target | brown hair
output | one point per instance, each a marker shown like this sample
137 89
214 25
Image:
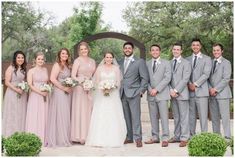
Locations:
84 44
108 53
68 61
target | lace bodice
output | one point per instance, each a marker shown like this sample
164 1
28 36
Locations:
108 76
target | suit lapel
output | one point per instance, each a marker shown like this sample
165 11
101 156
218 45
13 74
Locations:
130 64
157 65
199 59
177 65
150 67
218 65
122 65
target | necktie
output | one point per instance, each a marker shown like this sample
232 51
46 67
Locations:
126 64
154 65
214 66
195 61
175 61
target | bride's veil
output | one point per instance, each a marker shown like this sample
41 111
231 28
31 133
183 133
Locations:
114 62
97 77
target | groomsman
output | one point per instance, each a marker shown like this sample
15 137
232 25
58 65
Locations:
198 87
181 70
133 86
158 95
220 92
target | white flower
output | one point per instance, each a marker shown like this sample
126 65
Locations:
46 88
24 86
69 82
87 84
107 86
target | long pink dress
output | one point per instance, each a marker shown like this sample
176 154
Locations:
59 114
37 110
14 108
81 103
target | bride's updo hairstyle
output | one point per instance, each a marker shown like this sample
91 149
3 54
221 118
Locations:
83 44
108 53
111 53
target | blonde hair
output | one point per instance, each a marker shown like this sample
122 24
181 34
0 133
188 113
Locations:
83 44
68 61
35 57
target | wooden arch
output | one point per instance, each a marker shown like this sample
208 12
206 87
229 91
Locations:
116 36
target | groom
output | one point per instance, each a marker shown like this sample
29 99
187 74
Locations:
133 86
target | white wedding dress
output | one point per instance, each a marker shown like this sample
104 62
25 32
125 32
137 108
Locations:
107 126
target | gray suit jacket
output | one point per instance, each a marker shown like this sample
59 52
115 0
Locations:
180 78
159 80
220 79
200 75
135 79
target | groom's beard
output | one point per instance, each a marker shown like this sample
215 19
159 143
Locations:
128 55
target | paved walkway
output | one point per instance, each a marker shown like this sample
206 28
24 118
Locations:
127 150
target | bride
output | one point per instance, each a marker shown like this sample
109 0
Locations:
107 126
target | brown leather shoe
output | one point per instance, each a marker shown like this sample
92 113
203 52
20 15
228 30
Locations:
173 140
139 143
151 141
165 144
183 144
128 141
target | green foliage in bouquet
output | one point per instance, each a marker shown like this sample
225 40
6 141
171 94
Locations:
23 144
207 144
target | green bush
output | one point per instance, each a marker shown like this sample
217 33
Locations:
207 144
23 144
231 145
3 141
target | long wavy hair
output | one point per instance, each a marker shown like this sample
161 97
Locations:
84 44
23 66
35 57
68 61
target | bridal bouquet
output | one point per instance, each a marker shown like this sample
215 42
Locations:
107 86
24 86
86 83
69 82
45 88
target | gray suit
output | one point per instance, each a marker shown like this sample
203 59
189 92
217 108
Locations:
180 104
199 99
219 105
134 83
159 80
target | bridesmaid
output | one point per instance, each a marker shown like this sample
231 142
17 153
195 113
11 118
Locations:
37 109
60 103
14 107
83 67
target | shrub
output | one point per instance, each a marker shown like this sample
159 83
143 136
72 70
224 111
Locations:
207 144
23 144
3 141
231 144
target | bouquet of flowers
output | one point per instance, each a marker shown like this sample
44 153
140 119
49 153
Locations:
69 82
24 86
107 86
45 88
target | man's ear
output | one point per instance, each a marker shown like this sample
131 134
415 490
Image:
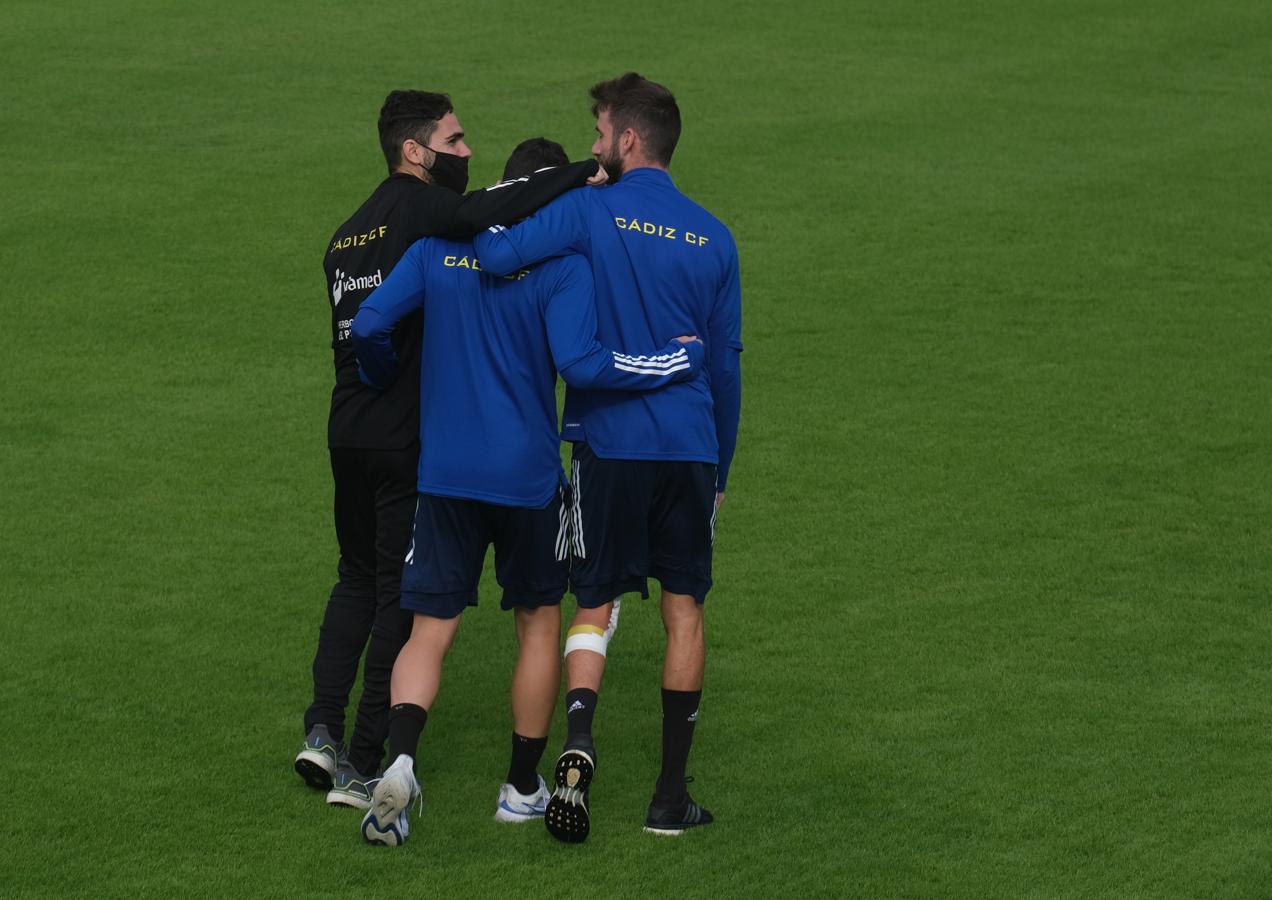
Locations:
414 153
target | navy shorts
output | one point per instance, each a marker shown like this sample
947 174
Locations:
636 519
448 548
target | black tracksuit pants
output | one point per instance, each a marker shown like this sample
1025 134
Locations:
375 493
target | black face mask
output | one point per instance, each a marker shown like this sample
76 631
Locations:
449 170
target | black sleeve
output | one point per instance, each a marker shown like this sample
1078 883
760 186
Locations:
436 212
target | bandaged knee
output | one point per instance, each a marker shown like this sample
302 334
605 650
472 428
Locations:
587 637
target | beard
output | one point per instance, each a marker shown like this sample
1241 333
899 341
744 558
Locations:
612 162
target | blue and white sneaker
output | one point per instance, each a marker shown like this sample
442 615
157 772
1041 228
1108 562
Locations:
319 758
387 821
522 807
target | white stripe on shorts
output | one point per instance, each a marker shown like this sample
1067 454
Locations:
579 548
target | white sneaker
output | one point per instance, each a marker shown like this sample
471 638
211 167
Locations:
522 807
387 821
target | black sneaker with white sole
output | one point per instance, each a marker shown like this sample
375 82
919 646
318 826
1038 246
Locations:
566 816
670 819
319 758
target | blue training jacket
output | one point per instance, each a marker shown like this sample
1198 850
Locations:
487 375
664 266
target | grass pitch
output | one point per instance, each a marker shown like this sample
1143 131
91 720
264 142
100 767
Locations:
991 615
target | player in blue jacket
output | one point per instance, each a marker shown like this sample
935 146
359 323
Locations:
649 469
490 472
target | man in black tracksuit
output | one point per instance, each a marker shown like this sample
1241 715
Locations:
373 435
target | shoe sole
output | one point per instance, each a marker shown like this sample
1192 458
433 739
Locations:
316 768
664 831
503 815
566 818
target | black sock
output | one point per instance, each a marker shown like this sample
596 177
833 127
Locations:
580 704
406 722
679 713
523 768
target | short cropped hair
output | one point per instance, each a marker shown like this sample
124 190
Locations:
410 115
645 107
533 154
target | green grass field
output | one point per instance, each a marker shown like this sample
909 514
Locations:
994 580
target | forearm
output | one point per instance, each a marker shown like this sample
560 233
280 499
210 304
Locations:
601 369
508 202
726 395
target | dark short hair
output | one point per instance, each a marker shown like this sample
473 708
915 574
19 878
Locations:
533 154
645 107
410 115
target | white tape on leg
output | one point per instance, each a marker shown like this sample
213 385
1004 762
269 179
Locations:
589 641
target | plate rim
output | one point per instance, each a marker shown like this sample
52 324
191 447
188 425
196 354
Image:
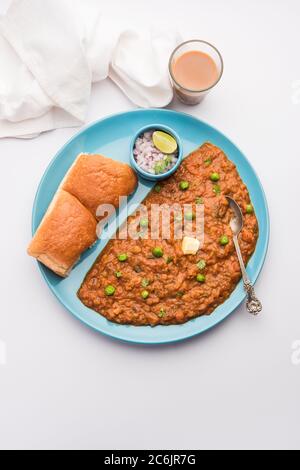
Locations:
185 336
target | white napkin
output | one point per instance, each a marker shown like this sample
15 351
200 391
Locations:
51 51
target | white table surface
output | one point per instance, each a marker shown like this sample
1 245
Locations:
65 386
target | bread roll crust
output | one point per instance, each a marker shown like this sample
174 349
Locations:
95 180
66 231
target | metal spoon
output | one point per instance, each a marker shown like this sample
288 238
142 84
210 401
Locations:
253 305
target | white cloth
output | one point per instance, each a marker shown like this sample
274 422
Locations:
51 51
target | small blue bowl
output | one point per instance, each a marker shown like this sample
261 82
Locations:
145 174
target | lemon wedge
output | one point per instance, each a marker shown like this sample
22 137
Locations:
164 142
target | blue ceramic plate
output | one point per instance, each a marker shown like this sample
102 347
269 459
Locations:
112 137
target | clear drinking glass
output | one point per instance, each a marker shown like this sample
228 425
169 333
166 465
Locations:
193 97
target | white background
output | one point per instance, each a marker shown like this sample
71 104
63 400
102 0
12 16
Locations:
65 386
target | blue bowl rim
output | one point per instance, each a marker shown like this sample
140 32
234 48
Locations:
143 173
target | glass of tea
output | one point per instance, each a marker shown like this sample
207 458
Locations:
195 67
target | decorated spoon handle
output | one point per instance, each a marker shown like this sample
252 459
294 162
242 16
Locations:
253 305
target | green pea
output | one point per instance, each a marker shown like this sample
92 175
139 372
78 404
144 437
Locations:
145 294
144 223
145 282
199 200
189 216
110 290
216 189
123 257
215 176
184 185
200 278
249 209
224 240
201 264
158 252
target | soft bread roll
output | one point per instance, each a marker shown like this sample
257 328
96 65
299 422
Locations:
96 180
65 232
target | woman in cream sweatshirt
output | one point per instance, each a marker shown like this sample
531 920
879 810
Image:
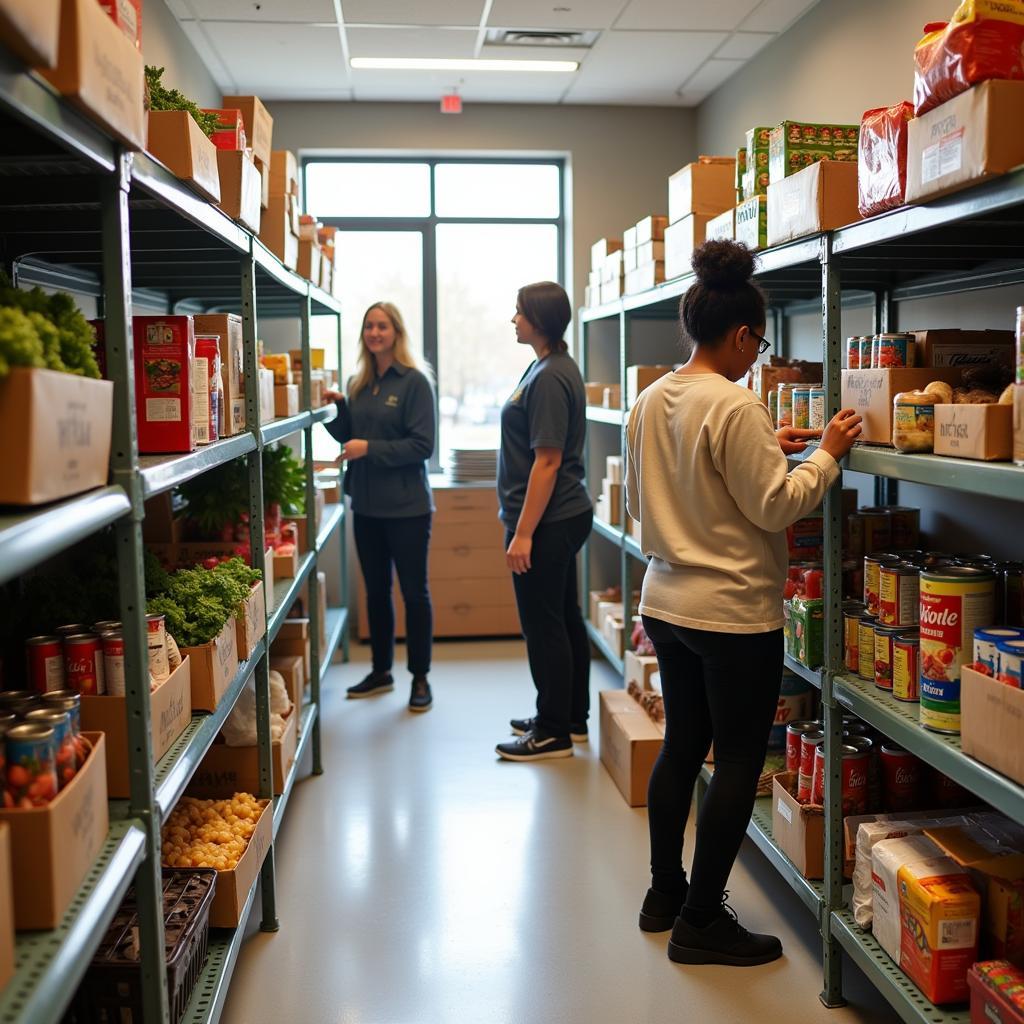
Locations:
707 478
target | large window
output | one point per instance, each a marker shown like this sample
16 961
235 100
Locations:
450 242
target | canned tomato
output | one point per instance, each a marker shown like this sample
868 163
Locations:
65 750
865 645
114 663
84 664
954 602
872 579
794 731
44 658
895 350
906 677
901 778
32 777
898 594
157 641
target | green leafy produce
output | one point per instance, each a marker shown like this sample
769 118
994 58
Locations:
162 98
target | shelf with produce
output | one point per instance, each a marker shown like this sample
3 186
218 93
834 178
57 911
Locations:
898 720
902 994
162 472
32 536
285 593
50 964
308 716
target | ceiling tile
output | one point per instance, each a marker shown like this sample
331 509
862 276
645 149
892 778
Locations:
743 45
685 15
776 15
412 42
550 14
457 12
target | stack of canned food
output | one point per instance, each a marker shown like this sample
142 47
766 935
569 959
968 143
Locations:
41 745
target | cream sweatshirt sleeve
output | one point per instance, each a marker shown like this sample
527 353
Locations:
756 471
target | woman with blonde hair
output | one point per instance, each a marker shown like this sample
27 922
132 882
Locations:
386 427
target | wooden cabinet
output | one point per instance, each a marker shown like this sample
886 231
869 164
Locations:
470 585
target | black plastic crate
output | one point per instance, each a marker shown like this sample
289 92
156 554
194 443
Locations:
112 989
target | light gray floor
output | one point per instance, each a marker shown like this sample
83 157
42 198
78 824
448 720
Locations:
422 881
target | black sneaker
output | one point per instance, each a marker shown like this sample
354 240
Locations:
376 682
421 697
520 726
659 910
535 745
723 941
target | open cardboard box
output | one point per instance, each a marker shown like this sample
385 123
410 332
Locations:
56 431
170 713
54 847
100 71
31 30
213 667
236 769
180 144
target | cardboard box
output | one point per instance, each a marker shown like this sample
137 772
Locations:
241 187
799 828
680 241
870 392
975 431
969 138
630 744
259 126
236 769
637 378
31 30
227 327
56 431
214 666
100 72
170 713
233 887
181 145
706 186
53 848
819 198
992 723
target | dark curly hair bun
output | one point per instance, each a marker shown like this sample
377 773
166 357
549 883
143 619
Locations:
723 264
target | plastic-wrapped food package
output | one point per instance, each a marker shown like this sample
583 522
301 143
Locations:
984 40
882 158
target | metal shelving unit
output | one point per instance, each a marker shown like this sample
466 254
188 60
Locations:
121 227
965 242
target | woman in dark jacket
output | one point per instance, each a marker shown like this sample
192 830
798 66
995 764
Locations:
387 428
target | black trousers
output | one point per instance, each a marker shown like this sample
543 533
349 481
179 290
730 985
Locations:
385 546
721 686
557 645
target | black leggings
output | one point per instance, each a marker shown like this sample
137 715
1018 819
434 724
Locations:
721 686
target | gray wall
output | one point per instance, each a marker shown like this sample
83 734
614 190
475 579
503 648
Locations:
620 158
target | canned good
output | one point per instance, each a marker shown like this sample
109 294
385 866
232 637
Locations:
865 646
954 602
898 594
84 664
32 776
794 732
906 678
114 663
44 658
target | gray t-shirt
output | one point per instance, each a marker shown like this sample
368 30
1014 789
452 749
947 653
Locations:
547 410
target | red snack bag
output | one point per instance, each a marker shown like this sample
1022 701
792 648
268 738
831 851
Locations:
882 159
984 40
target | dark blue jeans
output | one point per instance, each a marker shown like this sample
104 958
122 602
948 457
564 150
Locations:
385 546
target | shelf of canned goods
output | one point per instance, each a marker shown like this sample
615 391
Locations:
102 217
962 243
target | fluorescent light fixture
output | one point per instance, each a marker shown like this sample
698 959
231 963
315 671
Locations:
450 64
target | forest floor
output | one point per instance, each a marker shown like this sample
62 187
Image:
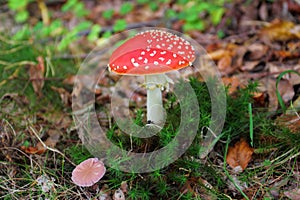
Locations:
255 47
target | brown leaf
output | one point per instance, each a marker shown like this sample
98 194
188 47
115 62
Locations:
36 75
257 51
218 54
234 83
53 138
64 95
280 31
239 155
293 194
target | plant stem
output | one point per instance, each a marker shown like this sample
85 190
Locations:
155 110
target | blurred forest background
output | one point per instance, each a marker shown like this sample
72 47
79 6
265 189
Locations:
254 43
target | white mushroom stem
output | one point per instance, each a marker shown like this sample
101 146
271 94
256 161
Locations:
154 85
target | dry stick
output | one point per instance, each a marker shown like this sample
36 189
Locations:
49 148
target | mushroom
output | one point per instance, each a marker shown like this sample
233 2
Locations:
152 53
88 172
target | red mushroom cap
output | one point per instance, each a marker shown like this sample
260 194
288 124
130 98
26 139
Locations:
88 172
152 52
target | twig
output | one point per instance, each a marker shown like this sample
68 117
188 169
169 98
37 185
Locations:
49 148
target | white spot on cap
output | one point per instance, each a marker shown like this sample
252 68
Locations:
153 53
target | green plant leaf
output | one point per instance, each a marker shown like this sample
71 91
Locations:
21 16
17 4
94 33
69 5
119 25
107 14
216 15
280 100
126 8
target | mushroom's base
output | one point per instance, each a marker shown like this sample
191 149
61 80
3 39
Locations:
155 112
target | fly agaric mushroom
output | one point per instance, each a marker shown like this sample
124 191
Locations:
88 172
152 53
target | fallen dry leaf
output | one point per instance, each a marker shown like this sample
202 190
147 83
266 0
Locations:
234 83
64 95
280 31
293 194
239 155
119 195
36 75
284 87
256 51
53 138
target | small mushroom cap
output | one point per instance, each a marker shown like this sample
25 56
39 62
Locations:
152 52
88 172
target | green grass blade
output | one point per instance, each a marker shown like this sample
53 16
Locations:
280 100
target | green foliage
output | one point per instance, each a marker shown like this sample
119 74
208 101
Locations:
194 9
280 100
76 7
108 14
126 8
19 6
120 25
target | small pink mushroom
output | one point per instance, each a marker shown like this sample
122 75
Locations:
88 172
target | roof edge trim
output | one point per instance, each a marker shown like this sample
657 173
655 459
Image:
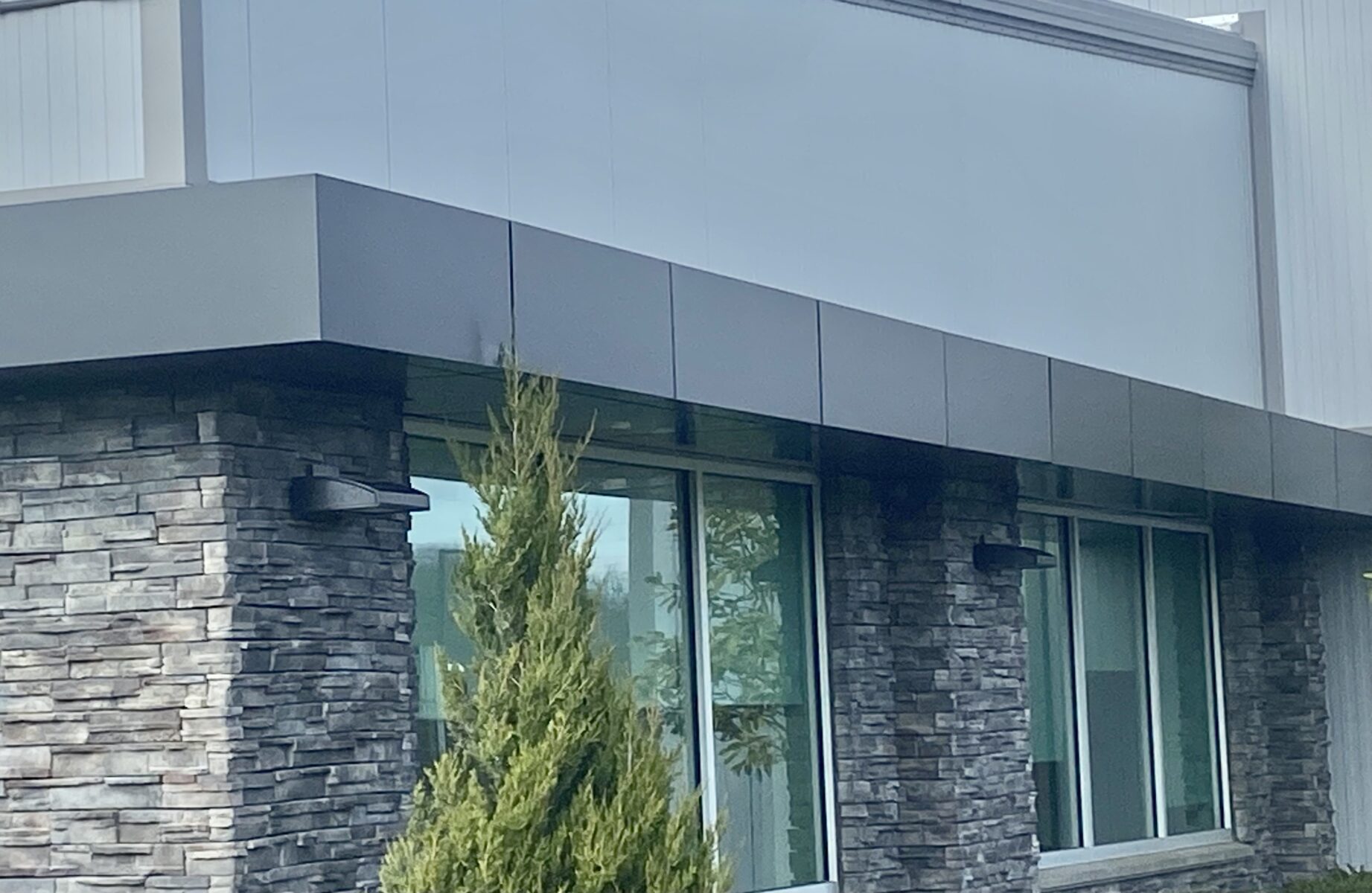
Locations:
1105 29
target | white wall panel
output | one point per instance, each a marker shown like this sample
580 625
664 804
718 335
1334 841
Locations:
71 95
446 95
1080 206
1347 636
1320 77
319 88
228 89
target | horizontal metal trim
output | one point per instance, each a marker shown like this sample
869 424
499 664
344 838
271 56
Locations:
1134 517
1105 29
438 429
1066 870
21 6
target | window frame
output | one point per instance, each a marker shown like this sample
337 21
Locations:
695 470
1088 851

--------------------------------

§ **Problem to work on**
Every line of the material above that has the string "bread" needs pulling out.

§ **Result for this task**
target | bread roll crust
target | soft bread roll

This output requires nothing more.